GOAL -> Starting with the line that contains "Please indicate the metal", reproduce each line through the end of the entries exactly as written.

─── INPUT DATA ───

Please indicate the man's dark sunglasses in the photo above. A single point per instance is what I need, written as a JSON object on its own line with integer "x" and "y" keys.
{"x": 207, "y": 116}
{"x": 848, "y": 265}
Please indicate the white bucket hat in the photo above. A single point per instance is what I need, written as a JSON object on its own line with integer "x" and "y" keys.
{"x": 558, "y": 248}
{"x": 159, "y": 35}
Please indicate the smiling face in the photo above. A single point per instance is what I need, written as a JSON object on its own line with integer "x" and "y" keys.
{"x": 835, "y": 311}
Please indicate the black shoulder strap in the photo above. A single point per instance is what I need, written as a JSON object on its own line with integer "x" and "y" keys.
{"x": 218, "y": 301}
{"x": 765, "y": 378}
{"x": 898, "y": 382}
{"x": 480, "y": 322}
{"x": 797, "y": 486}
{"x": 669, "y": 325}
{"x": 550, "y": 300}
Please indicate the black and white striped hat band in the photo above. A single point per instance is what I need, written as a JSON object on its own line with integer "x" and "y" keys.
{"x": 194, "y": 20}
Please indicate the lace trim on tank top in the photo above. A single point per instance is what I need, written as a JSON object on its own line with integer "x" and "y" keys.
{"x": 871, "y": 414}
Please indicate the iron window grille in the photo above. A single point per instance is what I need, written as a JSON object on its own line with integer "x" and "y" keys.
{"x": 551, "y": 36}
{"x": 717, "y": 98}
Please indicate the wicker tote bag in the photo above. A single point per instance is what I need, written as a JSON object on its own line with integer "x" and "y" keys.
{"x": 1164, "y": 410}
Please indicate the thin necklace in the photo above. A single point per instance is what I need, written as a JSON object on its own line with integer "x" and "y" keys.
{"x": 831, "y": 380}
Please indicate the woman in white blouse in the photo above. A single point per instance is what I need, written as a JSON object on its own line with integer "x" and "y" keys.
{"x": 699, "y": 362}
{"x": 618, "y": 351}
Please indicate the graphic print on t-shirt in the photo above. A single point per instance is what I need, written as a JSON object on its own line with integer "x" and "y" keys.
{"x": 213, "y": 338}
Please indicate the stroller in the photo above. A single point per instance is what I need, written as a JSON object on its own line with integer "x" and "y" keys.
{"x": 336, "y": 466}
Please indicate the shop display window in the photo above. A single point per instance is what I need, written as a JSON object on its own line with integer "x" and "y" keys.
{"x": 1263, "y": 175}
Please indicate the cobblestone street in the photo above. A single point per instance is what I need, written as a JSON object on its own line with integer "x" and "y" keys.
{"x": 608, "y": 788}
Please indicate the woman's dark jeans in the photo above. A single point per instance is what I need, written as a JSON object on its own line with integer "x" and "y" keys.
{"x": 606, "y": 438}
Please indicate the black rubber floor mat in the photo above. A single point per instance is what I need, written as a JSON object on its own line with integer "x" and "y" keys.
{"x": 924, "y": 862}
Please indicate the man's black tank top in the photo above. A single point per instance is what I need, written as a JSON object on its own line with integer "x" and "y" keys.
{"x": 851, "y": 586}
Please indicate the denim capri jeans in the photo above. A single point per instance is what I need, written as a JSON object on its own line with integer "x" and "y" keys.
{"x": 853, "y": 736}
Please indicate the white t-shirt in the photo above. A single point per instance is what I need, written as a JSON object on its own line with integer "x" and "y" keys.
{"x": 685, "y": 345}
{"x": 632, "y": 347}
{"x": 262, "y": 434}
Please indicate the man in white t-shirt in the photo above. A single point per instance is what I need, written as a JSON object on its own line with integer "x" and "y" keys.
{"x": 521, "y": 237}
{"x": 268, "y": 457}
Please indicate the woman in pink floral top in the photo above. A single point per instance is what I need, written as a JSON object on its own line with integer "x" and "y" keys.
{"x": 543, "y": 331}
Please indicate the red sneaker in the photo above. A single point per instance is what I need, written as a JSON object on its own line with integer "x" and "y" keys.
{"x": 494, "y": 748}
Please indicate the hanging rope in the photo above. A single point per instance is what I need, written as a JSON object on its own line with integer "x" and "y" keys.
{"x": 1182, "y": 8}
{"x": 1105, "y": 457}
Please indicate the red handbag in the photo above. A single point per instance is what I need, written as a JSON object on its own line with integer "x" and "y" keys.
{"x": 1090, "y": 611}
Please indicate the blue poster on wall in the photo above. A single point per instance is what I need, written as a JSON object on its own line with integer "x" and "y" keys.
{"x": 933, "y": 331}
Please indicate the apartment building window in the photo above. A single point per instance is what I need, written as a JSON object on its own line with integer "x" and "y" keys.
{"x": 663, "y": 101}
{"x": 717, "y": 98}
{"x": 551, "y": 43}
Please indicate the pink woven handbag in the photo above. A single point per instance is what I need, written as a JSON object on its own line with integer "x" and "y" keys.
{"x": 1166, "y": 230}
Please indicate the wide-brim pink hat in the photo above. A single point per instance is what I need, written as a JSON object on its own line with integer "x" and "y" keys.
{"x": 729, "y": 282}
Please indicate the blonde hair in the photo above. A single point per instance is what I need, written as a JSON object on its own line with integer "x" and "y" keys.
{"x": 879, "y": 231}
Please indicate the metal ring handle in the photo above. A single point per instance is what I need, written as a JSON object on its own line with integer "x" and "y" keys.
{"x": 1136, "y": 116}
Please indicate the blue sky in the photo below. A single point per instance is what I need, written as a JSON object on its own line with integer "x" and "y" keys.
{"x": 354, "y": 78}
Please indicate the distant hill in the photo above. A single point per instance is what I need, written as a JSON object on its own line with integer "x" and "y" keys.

───

SOLUTION FOR THIS EXERCISE ->
Please indicate the metal ring handle in the photo above. A single point per instance is what I need, written as a JSON object on its own line with integer "x" and "y" keys.
{"x": 1136, "y": 116}
Please indicate the blue sky in the photo below. A single point per instance is what I need, written as a JSON object on its own line with integer "x" and "y" keys.
{"x": 354, "y": 78}
Please indicate the distant hill in the photo above. A single point per instance is what I need, written as a JSON object on its own line with integer "x" and "y" keys.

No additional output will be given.